Задания:
1/ В каком городе, согласно тексту о возвращении из госпиталя в артиллерийский полк, дислоцировался этот полк?
2/ Подхватите повествование о возвращении из госпиталя в артиллерийский полк и продолжите его после последнего предложения.

== Фрагмент текста ==

В конце февраля, после того как приняли присягу и отпраздновали День Красной Армии, на очередных ночных занятиях мы с катушечником тянули связь «по азимуту» и провалились под лед маленькой речушки с прогнившего рухнувшего под нами мостика (ночью наступила оттепель); промокли, простудились и попали в госпиталь в городе Шауляй, я — с воспалением легких.
Вслед за пневмонией, от которой врачи избавили меня сравнительно быстро и легко, последовало воспаление среднего уха. Несколько дней я находился между жизнью и смертью, и только благодаря стараниям и заботе медперсонала болезнь отступила. В начале апреля, когда я чуть-чуть откормился и окреп, состоялась медицинская комиссия. Полковник (начальник госпиталя), возглавлявший комиссию, перед которой я предстал худой и обнаженный, первым делом приказал мне стать на весы. Когда мединструктор объявил результат взвешивания, равный 38 килограммам, полковник ему не поверил. Но весы не врали.
Выписали меня из госпиталя в конце апреля. Несколько дней я потратил на поиски моей воинской части (в Паневежисе ее уже не было). Военная часть 2268 была расформирована — полк был учебным. А моя батарея вошла в состав 1-го дивизиона вновь образованного артиллерийского полка — в/ч 9915, на вооружении которого были новейшие пушки калибра 152 мм и пушки-гаубицы 122-миллиметрового калибра на мощных тракторах-тягачах, в кузове которых свободно размещался расчет орудия. Правда, заводить эти тягачи умел лишь один младший лейтенант (помпотех
[13]
командира дивизиона). Командовал первым дивизионом капитан (повысили в звании) Скорик. А дислоцировался полк в Елгаве (Латвия). Товарищи встретили меня приветливо.

===
== Исходные данные ==

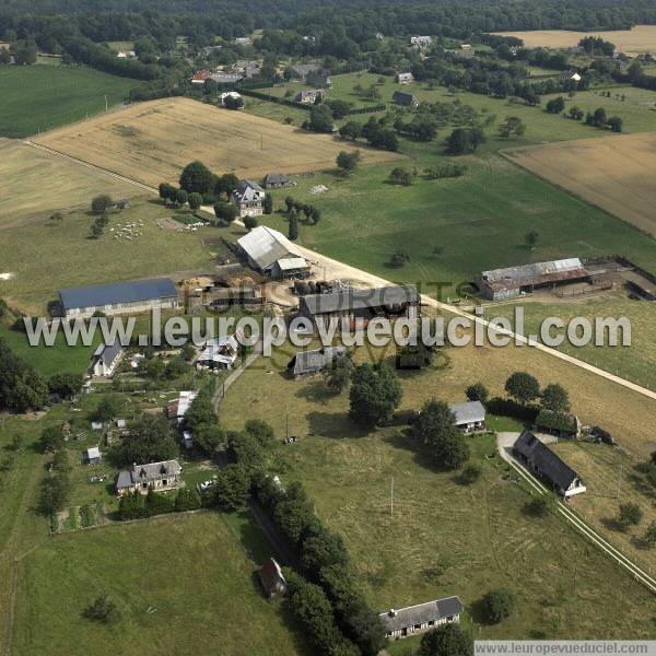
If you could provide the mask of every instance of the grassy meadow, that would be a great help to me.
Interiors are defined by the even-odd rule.
[[[472,376],[492,386],[500,373],[491,361],[494,353],[473,367],[459,351],[449,352],[450,362],[441,370],[403,375],[402,407],[418,408],[433,395],[462,400],[464,379]],[[238,429],[245,414],[267,418],[282,436],[289,418],[290,434],[298,441],[283,447],[279,475],[283,482],[301,480],[307,487],[319,516],[347,541],[358,578],[376,608],[457,594],[481,637],[653,632],[648,594],[631,577],[554,517],[526,516],[529,496],[507,477],[493,436],[469,438],[472,461],[483,473],[467,487],[457,472],[434,471],[418,457],[401,429],[366,435],[354,430],[345,414],[348,395],[327,395],[320,377],[291,380],[274,371],[263,380],[266,390],[262,371],[247,371],[231,387],[221,422]],[[492,424],[520,430],[507,420]],[[490,626],[480,622],[478,601],[494,587],[512,589],[518,610]]]
[[[22,139],[122,103],[137,80],[81,66],[0,68],[0,137]]]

===

Ответы к заданиям:
1/ В Елгаве (Латвия).

2/
11 мая 1941 года канцелярия полка получила выписку из приказа медкомиссии Рижского военного округа о моей демобилизации в запас 2-й категории — годен к нестроевой службе в военное время по состоянию здоровья. Диагноз — фиброочаговый туберкулез легких. Справку, все это подтверждающую, мне выдали вместе с чемоданчиком, в котором лежала моя гражданская одежда и обувь.
В шауляйском госпитале я получил из дома письмо и посылку со всякими лакомствами и домашним печеньем. Так что мое возвращение в Киев не было для моей семьи полной неожиданностью.
12 мая, получив проездные документы и сухой паек на дорогу, я уезжал с рижского вокзала домой. Ехал с пересадками в Идрице и Полоцке и 18 мая приехал домой. До начала войны оставался всего один месяц и три дня.
А 20 мая я уже работал в Будаёвке, в том же детском санатории, что и прошлым летом. Месяц работы в противотуберкулезном санатории, сосновый лес сделали свое дело: я окреп и чувствовал себя вполне здоровым. Работа в санатории ладилась. Даже учения ПВО в Киеве и области, начавшиеся в конце мая и активизировавшиеся в июне, учебные тревоги, выключения электричества, отчасти нарушавшие рабочий ритм санатория, меня не раздражали, не выбивали из колеи и не портили настроения.
Ночь на 22 июня застала меня рядом с санаторием в домике для ночлега воспитателей. На соседних двух койках спали Михаил Николаевич Круглов (завпед санатория и мой непосредственный начальник) и Юра Данилов — воспитатель старшей группы. Нам с Юрой с утра предстоял выход на смену, а Михаил Николаевич, допоздна задержавшись на работе, не ушел домой в Боярку за 4 километра отсюда. Ранним утром я проснулся от тревожных возгласов вышедших из соседнего домика двух сестер — воспитательниц младших групп. Оказалось, что они только что видели в небе над собой два самолета с крестами по бокам и на крыльях. Они поняли, что самолеты эти — немецкие. А я подумал: почему кресты, а не свастики, если самолеты фашистские? И никак не мог поверить, что война уже началась.